Data to examine:
----
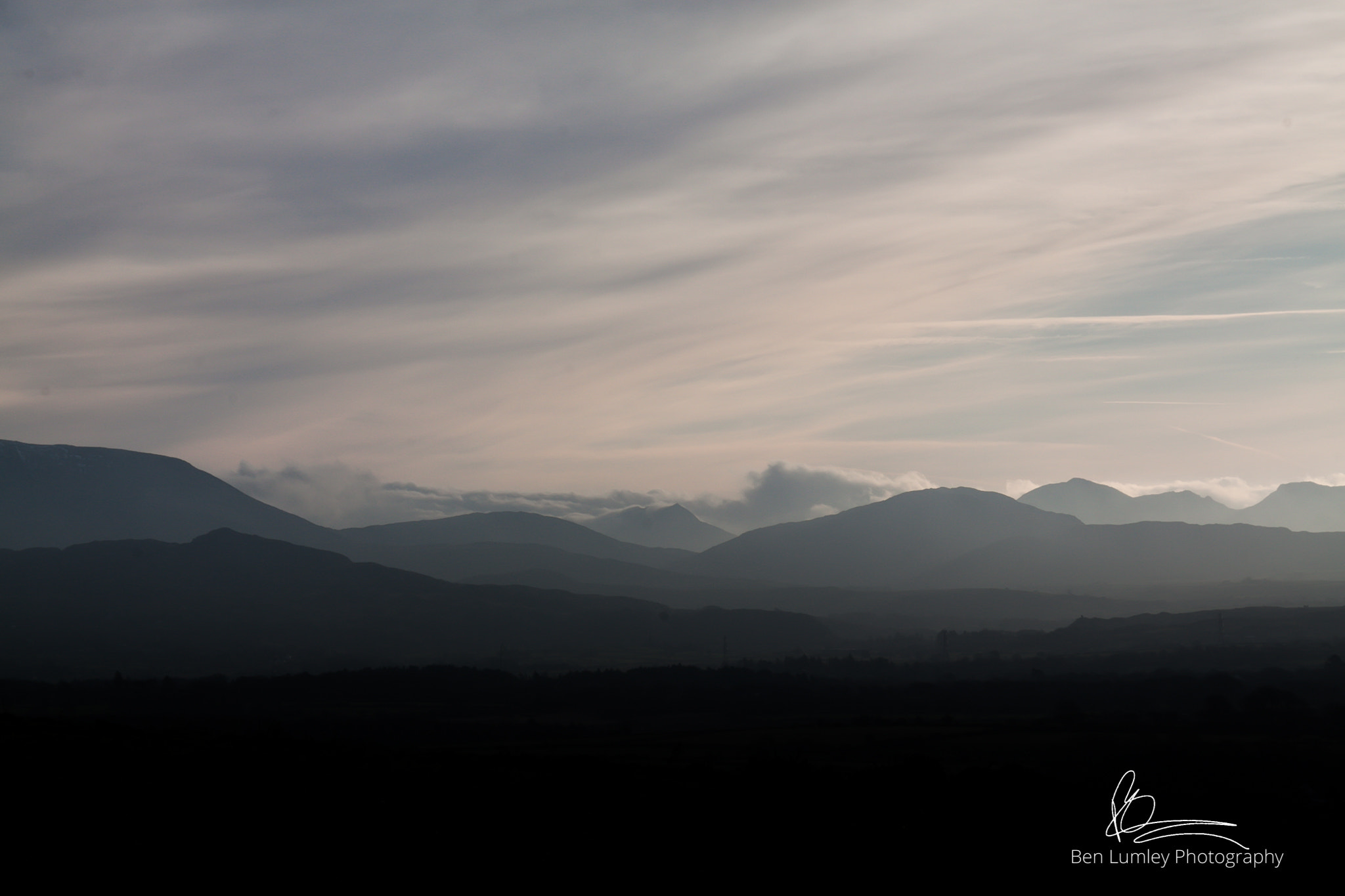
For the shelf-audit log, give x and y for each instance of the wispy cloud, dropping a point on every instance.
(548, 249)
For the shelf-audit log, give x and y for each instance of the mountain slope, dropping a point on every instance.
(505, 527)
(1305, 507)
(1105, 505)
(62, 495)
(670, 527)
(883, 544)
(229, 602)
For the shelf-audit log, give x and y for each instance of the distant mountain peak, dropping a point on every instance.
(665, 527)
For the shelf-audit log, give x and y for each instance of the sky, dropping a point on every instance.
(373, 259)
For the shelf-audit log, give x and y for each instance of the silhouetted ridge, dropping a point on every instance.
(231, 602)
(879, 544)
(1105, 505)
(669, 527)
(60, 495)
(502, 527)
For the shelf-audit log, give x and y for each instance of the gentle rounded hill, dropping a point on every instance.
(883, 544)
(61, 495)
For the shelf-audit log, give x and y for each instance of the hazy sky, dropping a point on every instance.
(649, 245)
----
Assignment:
Everything from the line that has "hazy sky, dropping a point on every instance." to the final line above should be retyped exactly, and nothing else.

Result of this task:
For the shelf-audit log, give x and y for each instance of the hazy sky, dropping a point on every instance.
(649, 245)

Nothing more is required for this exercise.